======== Given entries ========

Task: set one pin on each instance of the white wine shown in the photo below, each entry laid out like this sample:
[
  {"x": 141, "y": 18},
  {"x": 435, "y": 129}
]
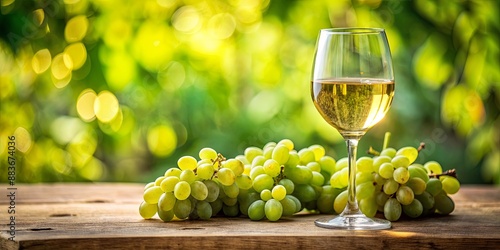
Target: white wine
[{"x": 352, "y": 105}]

========

▶ **Written instruction**
Rename "white wine" to "red wine" everywhere in the lines above and write them out again with nothing else changed. Leave the pictures out.

▶ **Correct result**
Task: set one pin on each instance of the red wine shown in the photo below, each entry laid out like this sample:
[
  {"x": 141, "y": 18},
  {"x": 435, "y": 129}
]
Target: red wine
[{"x": 352, "y": 105}]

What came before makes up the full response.